• Data excerpts
>>>>

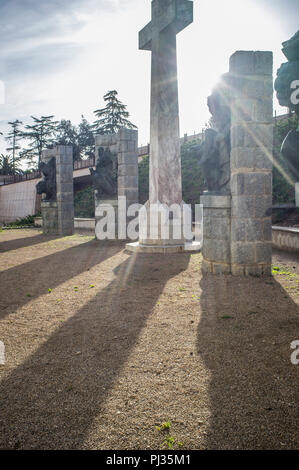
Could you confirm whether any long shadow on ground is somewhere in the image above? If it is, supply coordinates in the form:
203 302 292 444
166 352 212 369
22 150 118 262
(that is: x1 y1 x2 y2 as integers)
0 250 189 449
0 238 124 319
0 230 58 253
198 275 299 449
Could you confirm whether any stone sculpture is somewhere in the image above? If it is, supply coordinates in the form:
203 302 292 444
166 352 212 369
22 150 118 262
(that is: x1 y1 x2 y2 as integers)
89 147 118 199
36 157 56 202
191 77 231 194
275 31 299 181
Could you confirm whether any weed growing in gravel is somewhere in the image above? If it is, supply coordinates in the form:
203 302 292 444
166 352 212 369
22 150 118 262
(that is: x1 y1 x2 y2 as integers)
156 420 183 450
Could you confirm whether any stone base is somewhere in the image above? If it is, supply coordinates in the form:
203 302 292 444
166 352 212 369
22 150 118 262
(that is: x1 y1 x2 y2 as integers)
200 192 231 274
139 201 194 251
126 242 201 254
41 201 59 235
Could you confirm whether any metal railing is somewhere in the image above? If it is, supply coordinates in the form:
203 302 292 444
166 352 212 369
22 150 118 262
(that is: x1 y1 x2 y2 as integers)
0 157 95 186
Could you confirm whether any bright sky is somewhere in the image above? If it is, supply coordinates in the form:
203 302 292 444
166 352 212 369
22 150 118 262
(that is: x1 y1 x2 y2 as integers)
0 0 299 153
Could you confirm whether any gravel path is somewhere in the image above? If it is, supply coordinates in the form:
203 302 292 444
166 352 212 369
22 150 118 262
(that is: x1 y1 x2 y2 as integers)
0 230 299 449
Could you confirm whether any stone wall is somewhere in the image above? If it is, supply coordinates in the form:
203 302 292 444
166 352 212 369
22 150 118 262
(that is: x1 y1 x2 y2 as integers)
41 145 74 236
95 129 138 239
201 51 273 275
272 226 299 253
230 51 273 275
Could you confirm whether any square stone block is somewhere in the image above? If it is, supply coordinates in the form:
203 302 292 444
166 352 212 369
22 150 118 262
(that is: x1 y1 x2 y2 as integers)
202 238 230 263
232 196 255 219
255 194 272 219
231 218 247 242
118 176 138 189
231 242 255 265
246 219 264 242
118 160 138 177
256 242 272 264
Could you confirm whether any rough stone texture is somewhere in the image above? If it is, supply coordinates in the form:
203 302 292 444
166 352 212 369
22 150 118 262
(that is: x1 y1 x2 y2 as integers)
134 0 193 252
200 193 231 274
41 202 58 235
95 128 138 239
272 226 299 253
230 51 273 275
56 145 74 236
41 145 74 236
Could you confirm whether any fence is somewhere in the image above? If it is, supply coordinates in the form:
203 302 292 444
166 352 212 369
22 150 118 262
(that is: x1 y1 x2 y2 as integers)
0 157 95 186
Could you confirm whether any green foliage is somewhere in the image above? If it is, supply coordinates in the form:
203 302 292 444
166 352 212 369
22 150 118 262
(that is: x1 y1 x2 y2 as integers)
181 140 206 207
0 154 20 175
78 115 95 158
93 90 136 134
273 115 299 204
156 420 183 450
6 215 35 228
20 116 58 168
74 186 94 219
5 119 23 174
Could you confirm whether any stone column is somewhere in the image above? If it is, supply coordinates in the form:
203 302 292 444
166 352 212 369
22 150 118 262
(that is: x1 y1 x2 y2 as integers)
230 51 273 275
41 145 74 236
95 128 138 240
56 145 74 236
200 192 231 274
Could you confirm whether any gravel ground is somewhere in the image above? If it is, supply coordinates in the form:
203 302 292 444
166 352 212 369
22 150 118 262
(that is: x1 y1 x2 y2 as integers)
0 230 299 449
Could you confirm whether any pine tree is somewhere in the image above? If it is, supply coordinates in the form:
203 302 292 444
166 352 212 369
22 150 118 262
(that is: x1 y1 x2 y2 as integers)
78 115 95 158
5 119 23 174
0 153 21 175
93 90 136 134
20 116 58 167
55 119 80 160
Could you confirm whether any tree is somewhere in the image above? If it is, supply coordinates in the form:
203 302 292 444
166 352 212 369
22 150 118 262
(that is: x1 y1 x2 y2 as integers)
273 114 298 204
55 119 80 160
78 115 95 158
5 119 23 173
0 153 19 175
93 90 136 134
20 116 58 167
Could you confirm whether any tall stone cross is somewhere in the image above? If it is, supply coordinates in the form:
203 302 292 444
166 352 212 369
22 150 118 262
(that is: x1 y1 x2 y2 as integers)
139 0 193 205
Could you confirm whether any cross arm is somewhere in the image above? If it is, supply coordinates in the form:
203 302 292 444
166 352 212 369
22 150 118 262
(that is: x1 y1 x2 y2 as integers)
139 0 193 51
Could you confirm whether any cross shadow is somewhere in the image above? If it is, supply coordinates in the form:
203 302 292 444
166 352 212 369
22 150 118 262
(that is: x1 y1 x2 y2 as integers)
0 250 189 449
0 238 124 319
0 233 58 253
198 275 299 450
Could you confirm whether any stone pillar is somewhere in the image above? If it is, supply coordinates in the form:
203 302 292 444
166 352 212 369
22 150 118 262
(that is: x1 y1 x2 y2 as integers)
41 145 74 236
95 128 138 240
117 129 138 207
200 192 231 274
41 201 58 235
230 51 273 275
56 145 74 236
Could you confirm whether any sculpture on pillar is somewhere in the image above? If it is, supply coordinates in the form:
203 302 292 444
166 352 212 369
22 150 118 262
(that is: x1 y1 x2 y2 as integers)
191 76 231 195
36 157 56 202
89 147 118 199
275 31 299 181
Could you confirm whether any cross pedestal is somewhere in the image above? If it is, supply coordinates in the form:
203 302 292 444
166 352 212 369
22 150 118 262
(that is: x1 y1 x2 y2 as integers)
127 0 200 252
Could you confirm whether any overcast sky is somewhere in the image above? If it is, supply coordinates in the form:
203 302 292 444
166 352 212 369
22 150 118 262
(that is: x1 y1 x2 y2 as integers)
0 0 299 151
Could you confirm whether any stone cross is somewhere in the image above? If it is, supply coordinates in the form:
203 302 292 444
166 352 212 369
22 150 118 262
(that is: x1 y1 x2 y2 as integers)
139 0 193 205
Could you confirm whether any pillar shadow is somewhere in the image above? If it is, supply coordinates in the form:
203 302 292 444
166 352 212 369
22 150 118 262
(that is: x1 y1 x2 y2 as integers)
0 240 124 319
0 254 189 449
0 233 59 253
198 275 299 449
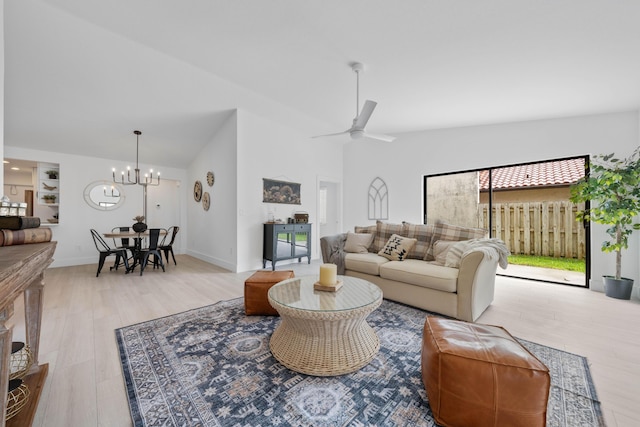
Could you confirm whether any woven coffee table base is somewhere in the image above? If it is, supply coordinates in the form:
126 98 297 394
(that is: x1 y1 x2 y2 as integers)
270 298 382 376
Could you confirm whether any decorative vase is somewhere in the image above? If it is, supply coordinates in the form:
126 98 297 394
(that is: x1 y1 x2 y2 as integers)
602 276 633 299
131 222 147 233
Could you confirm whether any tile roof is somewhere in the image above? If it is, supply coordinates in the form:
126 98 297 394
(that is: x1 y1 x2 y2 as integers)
479 158 584 191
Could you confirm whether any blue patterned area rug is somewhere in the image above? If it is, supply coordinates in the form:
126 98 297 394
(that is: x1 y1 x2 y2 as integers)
116 298 604 427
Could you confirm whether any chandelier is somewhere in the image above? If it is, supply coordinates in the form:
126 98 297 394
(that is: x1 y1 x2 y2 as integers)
112 130 160 188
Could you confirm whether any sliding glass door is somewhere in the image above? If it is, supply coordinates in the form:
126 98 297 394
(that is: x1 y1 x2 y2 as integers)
424 157 589 286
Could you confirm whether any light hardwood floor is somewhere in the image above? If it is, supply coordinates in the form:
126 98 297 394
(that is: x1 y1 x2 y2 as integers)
11 255 640 427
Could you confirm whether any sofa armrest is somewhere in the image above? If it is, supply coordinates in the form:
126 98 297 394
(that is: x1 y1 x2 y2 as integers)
457 250 498 322
320 233 347 274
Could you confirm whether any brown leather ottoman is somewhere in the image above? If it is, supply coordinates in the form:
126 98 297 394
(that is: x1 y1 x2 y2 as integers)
244 270 294 316
422 316 551 427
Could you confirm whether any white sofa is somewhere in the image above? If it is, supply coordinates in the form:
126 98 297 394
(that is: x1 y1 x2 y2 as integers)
320 222 508 322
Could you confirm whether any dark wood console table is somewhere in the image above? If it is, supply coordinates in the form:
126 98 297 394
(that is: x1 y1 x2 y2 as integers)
262 223 311 270
0 242 56 426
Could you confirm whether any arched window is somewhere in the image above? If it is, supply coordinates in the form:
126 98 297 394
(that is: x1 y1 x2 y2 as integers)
369 177 389 219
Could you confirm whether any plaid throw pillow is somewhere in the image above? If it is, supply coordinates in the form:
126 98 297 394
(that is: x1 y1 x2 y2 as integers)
378 234 416 261
369 221 405 252
353 224 379 252
424 221 487 261
402 222 433 259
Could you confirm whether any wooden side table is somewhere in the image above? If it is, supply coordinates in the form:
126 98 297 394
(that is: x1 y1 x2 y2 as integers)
0 242 57 426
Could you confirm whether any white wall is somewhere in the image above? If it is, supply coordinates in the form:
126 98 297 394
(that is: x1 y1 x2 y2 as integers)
344 111 640 290
185 111 238 271
237 110 342 271
4 147 190 267
187 110 342 272
0 2 4 191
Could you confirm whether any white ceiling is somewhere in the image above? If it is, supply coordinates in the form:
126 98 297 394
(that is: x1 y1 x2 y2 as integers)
4 0 640 167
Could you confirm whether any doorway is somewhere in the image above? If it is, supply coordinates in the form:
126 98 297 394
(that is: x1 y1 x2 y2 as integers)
423 156 589 287
317 179 342 241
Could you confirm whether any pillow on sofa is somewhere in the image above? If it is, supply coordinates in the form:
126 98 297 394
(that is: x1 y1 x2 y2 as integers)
344 232 373 254
424 221 487 261
378 234 416 261
353 224 378 252
402 221 433 259
433 240 459 265
369 221 405 252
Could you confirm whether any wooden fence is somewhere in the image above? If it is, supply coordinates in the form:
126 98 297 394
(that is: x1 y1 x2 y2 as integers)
478 201 585 259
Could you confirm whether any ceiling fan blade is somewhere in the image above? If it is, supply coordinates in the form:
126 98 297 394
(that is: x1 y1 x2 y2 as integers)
362 132 396 142
352 99 378 129
311 130 349 138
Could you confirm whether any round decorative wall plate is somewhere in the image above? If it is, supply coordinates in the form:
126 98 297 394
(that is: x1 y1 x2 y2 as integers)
202 191 211 211
193 181 202 202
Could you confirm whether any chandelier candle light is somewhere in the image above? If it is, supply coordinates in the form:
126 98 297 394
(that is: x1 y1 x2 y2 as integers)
112 130 160 218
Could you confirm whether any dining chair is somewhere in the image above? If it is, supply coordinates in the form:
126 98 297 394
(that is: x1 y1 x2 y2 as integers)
136 228 165 276
91 228 129 277
111 227 136 268
160 225 180 265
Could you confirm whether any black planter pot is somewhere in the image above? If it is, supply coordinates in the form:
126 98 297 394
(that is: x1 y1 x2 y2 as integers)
602 276 633 299
131 222 147 233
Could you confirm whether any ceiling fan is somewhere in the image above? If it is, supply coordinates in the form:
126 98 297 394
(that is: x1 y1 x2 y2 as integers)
313 62 396 142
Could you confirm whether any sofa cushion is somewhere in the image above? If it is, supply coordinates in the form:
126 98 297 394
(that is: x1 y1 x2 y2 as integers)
380 259 459 292
344 252 390 276
344 232 373 254
402 222 433 259
353 224 378 253
424 221 487 261
433 240 462 267
369 221 405 253
378 234 416 261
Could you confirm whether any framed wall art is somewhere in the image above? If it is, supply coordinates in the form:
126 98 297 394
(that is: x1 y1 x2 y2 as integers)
262 178 301 205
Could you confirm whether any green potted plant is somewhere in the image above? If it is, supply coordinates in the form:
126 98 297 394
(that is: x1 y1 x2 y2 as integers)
570 147 640 299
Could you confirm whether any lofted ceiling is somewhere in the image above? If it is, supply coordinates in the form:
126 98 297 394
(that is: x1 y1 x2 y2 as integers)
4 0 640 167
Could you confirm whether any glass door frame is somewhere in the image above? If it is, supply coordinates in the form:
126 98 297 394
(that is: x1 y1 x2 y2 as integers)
422 155 591 288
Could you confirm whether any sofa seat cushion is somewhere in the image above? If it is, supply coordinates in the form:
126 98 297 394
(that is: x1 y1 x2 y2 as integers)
344 252 391 276
380 259 459 292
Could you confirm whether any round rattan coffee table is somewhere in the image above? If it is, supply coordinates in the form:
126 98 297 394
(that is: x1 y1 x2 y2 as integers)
269 276 382 376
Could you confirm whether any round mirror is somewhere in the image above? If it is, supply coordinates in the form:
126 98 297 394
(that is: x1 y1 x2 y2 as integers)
84 181 124 211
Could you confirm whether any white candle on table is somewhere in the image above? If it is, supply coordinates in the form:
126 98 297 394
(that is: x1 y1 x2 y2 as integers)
320 264 338 286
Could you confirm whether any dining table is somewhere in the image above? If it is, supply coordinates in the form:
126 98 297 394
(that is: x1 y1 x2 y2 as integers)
102 228 167 273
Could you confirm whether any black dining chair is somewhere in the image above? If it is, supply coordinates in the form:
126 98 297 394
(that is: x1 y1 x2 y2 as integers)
111 227 136 267
91 228 129 277
160 225 180 265
136 228 165 276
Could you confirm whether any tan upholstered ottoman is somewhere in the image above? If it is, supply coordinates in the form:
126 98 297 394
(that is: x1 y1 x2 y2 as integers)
244 270 294 316
422 317 551 427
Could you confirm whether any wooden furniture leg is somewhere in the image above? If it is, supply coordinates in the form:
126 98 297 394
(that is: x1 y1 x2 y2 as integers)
0 304 13 426
24 273 44 372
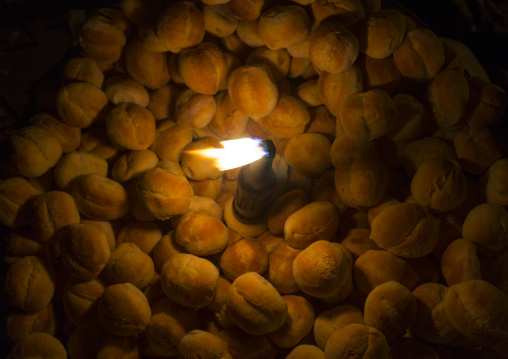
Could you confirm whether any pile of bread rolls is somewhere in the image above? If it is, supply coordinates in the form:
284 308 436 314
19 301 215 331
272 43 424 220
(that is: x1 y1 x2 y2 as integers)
0 0 508 359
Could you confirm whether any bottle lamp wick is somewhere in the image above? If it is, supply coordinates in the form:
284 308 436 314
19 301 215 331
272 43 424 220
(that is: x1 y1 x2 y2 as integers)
233 140 277 224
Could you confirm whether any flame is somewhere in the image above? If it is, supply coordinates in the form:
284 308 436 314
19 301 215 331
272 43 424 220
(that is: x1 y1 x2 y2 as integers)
188 138 268 171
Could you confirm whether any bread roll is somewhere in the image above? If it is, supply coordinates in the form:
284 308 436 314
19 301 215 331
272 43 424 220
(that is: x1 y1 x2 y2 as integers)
8 126 62 177
3 256 55 312
371 203 439 258
293 240 351 298
156 1 205 53
178 42 226 95
30 112 81 153
161 253 219 308
324 324 390 359
284 201 339 249
136 167 193 219
7 333 67 359
258 5 309 50
99 283 152 336
408 283 459 343
284 132 332 178
364 281 416 339
0 177 41 228
393 28 445 83
228 65 279 120
146 298 199 357
353 249 418 294
226 272 288 335
462 203 508 256
62 278 106 328
56 82 108 128
260 93 310 138
356 9 406 59
124 38 171 89
55 223 111 281
309 22 359 73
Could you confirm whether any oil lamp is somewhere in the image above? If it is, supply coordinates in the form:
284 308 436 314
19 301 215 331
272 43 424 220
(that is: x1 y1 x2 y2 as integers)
187 138 277 224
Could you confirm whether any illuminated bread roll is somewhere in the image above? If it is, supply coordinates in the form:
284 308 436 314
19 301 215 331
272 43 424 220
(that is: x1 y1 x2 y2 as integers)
462 203 508 256
79 15 126 63
104 243 155 290
356 9 406 59
286 344 325 359
324 324 390 359
258 5 309 50
181 137 223 181
453 127 502 175
245 46 291 82
136 167 193 219
8 126 62 177
443 280 508 347
393 28 445 83
293 240 351 298
150 120 192 161
30 191 80 243
147 83 180 121
226 272 288 335
124 38 171 89
177 329 232 359
265 242 302 294
3 256 56 312
146 298 199 357
318 64 363 116
156 1 205 53
309 22 359 73
220 238 268 281
386 94 429 142
236 20 265 48
313 305 364 349
260 93 310 138
284 201 339 249
106 102 155 150
408 283 459 343
284 132 332 178
56 82 108 128
353 249 418 294
99 283 152 336
178 42 226 95
267 295 315 348
355 55 402 95
228 65 279 120
208 91 249 140
424 70 469 127
161 253 219 308
464 76 508 127
62 278 106 328
203 4 238 37
111 150 159 183
7 333 67 359
174 89 217 128
71 173 129 221
0 177 42 228
104 75 150 107
62 57 104 88
340 89 397 141
364 281 416 339
55 223 111 281
175 211 228 256
371 203 439 258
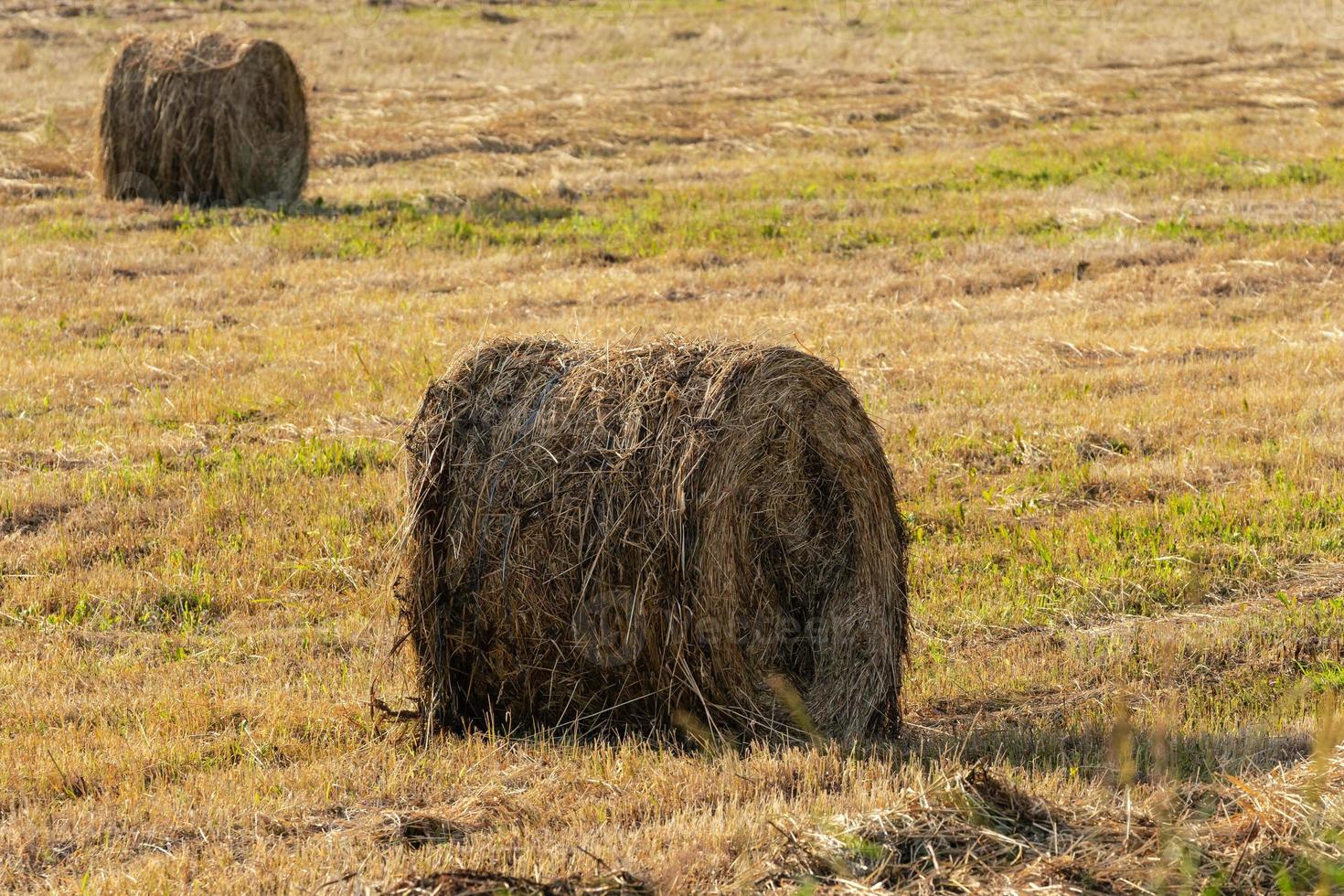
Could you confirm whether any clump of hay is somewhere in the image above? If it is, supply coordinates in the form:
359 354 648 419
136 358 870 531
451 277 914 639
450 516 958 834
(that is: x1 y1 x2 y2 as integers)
400 340 907 741
97 32 309 206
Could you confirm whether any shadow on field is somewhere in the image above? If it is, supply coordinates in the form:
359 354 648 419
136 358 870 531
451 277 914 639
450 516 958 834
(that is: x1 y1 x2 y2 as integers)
901 695 1313 782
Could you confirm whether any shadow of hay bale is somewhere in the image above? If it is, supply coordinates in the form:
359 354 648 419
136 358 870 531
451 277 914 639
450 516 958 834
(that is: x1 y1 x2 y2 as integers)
97 32 309 208
400 340 907 741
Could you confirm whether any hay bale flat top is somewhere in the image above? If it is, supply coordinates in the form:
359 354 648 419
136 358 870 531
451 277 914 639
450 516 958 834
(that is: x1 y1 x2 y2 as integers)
403 340 906 739
98 32 309 206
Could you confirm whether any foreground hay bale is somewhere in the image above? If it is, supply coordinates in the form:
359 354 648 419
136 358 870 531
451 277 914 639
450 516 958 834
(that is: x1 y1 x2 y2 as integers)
98 34 309 206
400 340 906 741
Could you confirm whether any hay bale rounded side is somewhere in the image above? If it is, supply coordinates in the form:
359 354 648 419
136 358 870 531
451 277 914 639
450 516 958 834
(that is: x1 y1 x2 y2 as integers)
97 32 309 206
400 340 907 741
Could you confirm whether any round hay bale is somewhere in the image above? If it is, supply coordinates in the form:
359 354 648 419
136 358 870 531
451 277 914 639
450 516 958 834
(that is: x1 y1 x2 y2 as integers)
97 32 309 206
398 340 907 741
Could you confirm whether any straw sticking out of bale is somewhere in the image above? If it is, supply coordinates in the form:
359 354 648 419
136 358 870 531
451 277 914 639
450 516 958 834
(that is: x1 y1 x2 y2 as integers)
98 32 309 206
400 340 906 741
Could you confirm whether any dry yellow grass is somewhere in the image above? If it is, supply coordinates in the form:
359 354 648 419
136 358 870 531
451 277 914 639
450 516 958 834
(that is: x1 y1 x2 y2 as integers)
0 0 1344 892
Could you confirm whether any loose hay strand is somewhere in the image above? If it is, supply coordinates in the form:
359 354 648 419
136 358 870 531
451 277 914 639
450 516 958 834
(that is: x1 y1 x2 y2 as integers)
97 32 309 206
400 340 907 741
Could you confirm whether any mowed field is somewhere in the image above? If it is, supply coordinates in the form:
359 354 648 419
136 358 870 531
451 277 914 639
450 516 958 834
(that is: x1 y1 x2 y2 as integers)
0 0 1344 893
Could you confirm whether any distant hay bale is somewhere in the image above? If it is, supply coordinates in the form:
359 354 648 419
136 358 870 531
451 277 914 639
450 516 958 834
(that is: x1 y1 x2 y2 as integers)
398 340 907 741
97 32 309 206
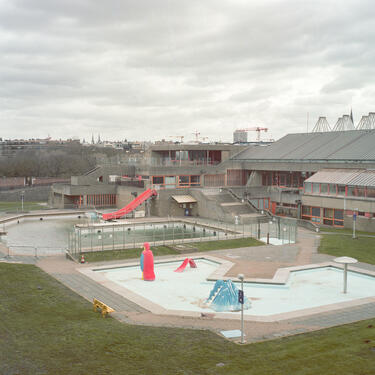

<<<<

• Requirement
Render the lines of the records above as a Markdown table with the columns Row and Line, starting at the line that contains "Could you confirm whether any woven" and ending at the line that contains "422 316 551 427". Include both of those lines and leave out any blank lines.

• Response to the task
| Row | Line |
|---|---|
| 1 | Could you confirm whether any woven coffee table base is somewhere in the image above? If it is, supply coordinates in the form: |
| 2 | 126 98 297 394 |
| 3 | (that is: x1 y1 x2 y2 as integers) |
| 4 | 270 298 382 376 |
| 5 | Could you confirm whether any decorative vase is somewhere in the image above? If it is, supply coordinates in the form: |
| 6 | 126 98 297 394 |
| 7 | (that is: x1 y1 x2 y2 as integers) |
| 8 | 602 276 633 299 |
| 9 | 131 222 147 233 |
| 10 | Could you confirm whether any tile roof is somewhere in the image above? If it is, supply coordinates in the form: |
| 11 | 126 98 297 394 |
| 12 | (that is: x1 y1 x2 y2 as integers) |
| 13 | 479 158 584 191 |
| 14 | Could you confirm whether any blue patterned area rug is somewhere in the image above? If it is, supply coordinates in the form: |
| 15 | 126 98 297 394 |
| 16 | (that is: x1 y1 x2 y2 as integers) |
| 17 | 116 298 604 427 |
| 18 | Could you confirm whether any chandelier is somewhere in the image above? If it is, supply coordinates in the form: |
| 19 | 126 98 297 394 |
| 20 | (that is: x1 y1 x2 y2 as integers) |
| 21 | 112 130 160 188 |
| 22 | Could you confirm whether any sliding glass door is somewhere in the image above? If it is, supply coordinates in the form: |
| 23 | 126 98 297 394 |
| 24 | (that is: x1 y1 x2 y2 as integers) |
| 25 | 424 157 589 286 |
| 26 | Could you confirm whether any light hardwood floor is somewhere in the image above? If it is, supply coordinates in the form: |
| 27 | 126 98 297 394 |
| 28 | (that is: x1 y1 x2 y2 as integers) |
| 29 | 11 255 640 427 |
| 30 | Could you confirm whether any sofa armrest is somewhere in the image above? If it is, supply coordinates in the form: |
| 31 | 126 98 297 394 |
| 32 | (that is: x1 y1 x2 y2 as integers) |
| 33 | 457 250 498 322 |
| 34 | 320 233 347 274 |
| 35 | Could you confirm whether any brown leather ottoman is somewhere in the image above? If it is, supply coordinates in the form: |
| 36 | 126 98 297 394 |
| 37 | (that is: x1 y1 x2 y2 as integers) |
| 38 | 244 270 294 316 |
| 39 | 422 316 551 427 |